Work to be completed - Reproduce all of the records below verbatim, omitting the pictures.

** start Task inputs **

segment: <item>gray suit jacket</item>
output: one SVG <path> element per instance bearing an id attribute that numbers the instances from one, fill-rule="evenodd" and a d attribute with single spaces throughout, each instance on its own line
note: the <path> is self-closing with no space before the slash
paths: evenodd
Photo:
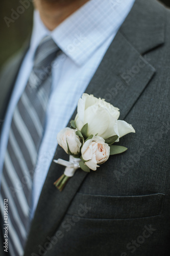
<path id="1" fill-rule="evenodd" d="M 78 170 L 62 193 L 53 183 L 64 168 L 52 162 L 25 256 L 169 254 L 169 28 L 167 9 L 136 1 L 86 91 L 119 108 L 136 134 L 121 139 L 126 152 Z M 1 77 L 1 119 L 24 55 Z M 58 146 L 59 158 L 68 159 Z"/>

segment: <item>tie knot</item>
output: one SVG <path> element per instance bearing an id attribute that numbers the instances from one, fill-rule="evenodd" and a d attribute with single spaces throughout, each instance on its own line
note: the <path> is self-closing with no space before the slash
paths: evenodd
<path id="1" fill-rule="evenodd" d="M 51 36 L 44 37 L 38 47 L 34 56 L 34 67 L 37 68 L 51 65 L 60 49 Z"/>

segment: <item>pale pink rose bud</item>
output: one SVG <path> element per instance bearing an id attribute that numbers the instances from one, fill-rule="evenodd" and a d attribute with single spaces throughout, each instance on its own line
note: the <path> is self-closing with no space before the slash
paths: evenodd
<path id="1" fill-rule="evenodd" d="M 93 136 L 87 140 L 81 149 L 82 156 L 90 169 L 95 170 L 98 164 L 106 162 L 110 155 L 110 147 L 105 143 L 105 140 L 99 136 Z"/>
<path id="2" fill-rule="evenodd" d="M 60 131 L 57 135 L 58 144 L 67 154 L 68 153 L 68 146 L 73 155 L 78 155 L 80 153 L 82 143 L 79 137 L 76 134 L 77 131 L 77 129 L 71 129 L 66 127 Z"/>

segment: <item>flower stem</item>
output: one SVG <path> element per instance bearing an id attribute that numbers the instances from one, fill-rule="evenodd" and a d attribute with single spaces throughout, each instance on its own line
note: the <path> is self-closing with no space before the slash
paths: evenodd
<path id="1" fill-rule="evenodd" d="M 58 180 L 54 182 L 54 185 L 61 191 L 65 187 L 66 183 L 70 177 L 66 176 L 65 174 L 63 174 Z"/>

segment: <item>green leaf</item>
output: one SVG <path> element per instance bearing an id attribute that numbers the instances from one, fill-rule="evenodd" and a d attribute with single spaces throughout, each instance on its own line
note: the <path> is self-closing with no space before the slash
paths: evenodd
<path id="1" fill-rule="evenodd" d="M 91 134 L 91 135 L 90 135 L 89 137 L 88 137 L 87 138 L 87 139 L 86 139 L 85 142 L 87 141 L 87 140 L 91 140 L 91 139 L 92 139 L 93 137 L 93 135 L 92 134 Z"/>
<path id="2" fill-rule="evenodd" d="M 125 146 L 115 146 L 111 145 L 110 146 L 110 155 L 112 156 L 113 155 L 117 155 L 117 154 L 121 154 L 125 151 L 127 150 L 127 148 Z"/>
<path id="3" fill-rule="evenodd" d="M 113 136 L 110 137 L 105 140 L 105 143 L 108 144 L 109 145 L 111 145 L 114 143 L 115 141 L 118 139 L 118 136 L 117 135 L 114 135 Z"/>
<path id="4" fill-rule="evenodd" d="M 77 132 L 76 132 L 76 135 L 80 137 L 81 138 L 83 138 L 82 134 L 80 131 L 77 131 Z"/>
<path id="5" fill-rule="evenodd" d="M 83 161 L 81 161 L 79 163 L 79 165 L 80 168 L 84 172 L 86 172 L 86 173 L 89 173 L 90 172 L 89 168 L 84 164 Z"/>
<path id="6" fill-rule="evenodd" d="M 71 120 L 70 121 L 71 127 L 74 129 L 76 129 L 76 123 L 74 120 Z"/>
<path id="7" fill-rule="evenodd" d="M 88 130 L 88 123 L 86 123 L 81 130 L 81 132 L 83 134 L 83 136 L 85 138 L 87 138 L 87 130 Z"/>

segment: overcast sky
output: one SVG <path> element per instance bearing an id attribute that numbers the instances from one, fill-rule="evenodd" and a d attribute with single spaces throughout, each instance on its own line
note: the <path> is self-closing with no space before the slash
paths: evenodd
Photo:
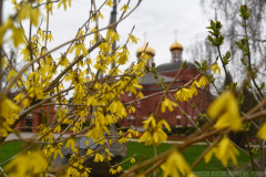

** end Task inputs **

Solution for this exercise -
segment: <item>gray suit jacket</item>
output: one SVG <path> element per instance bearing an id attribute that numbers the instances from one, fill-rule="evenodd" and a d attribute with single spaces throughout, each instance on its own line
note: the <path> is self-closing with no space before the slash
paths: evenodd
Photo:
<path id="1" fill-rule="evenodd" d="M 78 170 L 62 193 L 53 183 L 64 168 L 52 162 L 25 256 L 169 254 L 169 28 L 167 9 L 136 1 L 86 91 L 119 108 L 136 134 L 121 139 L 126 152 Z M 1 77 L 1 119 L 24 55 Z M 58 146 L 59 158 L 68 159 Z"/>

segment: <item>tie knot</item>
output: one SVG <path> element per instance bearing an id attribute that numbers the instances from one, fill-rule="evenodd" and a d attribute with single spaces throughout, each instance on its own line
note: the <path> is self-closing with no space before the slash
paths: evenodd
<path id="1" fill-rule="evenodd" d="M 51 36 L 44 37 L 38 47 L 34 56 L 34 67 L 37 68 L 51 65 L 60 49 Z"/>

segment: <item>pale pink rose bud</item>
output: one SVG <path> element per instance bearing an id attribute that numbers the instances from one, fill-rule="evenodd" and a d attribute with single spaces throughout, each instance on its own line
note: the <path> is self-closing with no space before the slash
paths: evenodd
<path id="1" fill-rule="evenodd" d="M 93 136 L 87 140 L 81 149 L 82 156 L 90 169 L 95 170 L 98 164 L 106 162 L 110 155 L 110 147 L 105 143 L 105 140 L 99 136 Z"/>
<path id="2" fill-rule="evenodd" d="M 60 131 L 57 135 L 58 144 L 67 154 L 68 153 L 68 146 L 73 155 L 78 155 L 80 153 L 82 143 L 79 137 L 76 134 L 77 131 L 77 129 L 71 129 L 66 127 Z"/>

segment: <item>flower stem</item>
output: one SVG <path> element per instance bearing an id attribute that numbers the instances from one, fill-rule="evenodd" and a d attribute with single spaces throughout, each instance on its own line
note: the <path> is self-closing with no space before the slash
paths: evenodd
<path id="1" fill-rule="evenodd" d="M 58 180 L 54 182 L 54 185 L 61 191 L 65 187 L 66 183 L 70 177 L 66 176 L 65 174 L 63 174 Z"/>

segment: <item>green leaf</item>
output: one SVG <path> element per instance bearing an id attribute that numbers the instances from one, fill-rule="evenodd" and a d attribute with single spaces throughout, each instance on its own line
note: the <path> is self-closing with no space before the slash
paths: evenodd
<path id="1" fill-rule="evenodd" d="M 91 134 L 91 135 L 90 135 L 89 137 L 88 137 L 87 138 L 87 139 L 86 139 L 85 142 L 87 141 L 87 140 L 91 140 L 91 139 L 92 139 L 93 137 L 93 135 L 92 134 Z"/>
<path id="2" fill-rule="evenodd" d="M 125 146 L 115 146 L 111 145 L 110 146 L 110 155 L 112 156 L 113 155 L 117 155 L 117 154 L 121 154 L 125 151 L 127 150 L 127 148 Z"/>
<path id="3" fill-rule="evenodd" d="M 113 136 L 110 137 L 105 140 L 105 143 L 108 144 L 109 145 L 111 145 L 114 143 L 115 141 L 118 139 L 118 136 L 117 135 L 114 135 Z"/>
<path id="4" fill-rule="evenodd" d="M 77 132 L 76 132 L 76 135 L 80 137 L 81 138 L 83 138 L 82 134 L 80 131 L 77 131 Z"/>
<path id="5" fill-rule="evenodd" d="M 83 161 L 81 161 L 79 163 L 79 165 L 80 168 L 84 172 L 86 172 L 86 173 L 89 173 L 90 172 L 89 168 L 84 164 Z"/>
<path id="6" fill-rule="evenodd" d="M 71 120 L 70 121 L 71 127 L 74 129 L 76 129 L 76 123 L 74 120 Z"/>
<path id="7" fill-rule="evenodd" d="M 88 130 L 88 123 L 86 123 L 81 130 L 81 132 L 83 134 L 83 136 L 85 138 L 87 138 L 87 130 Z"/>

segment: overcast sky
output: one SVG <path> element per instance bearing an id attribute that numbers the instances from one, fill-rule="evenodd" and a d attribute with single spaces throughout, each instance on its own line
note: the <path> is self-closing with no space before the slash
paths: evenodd
Photo:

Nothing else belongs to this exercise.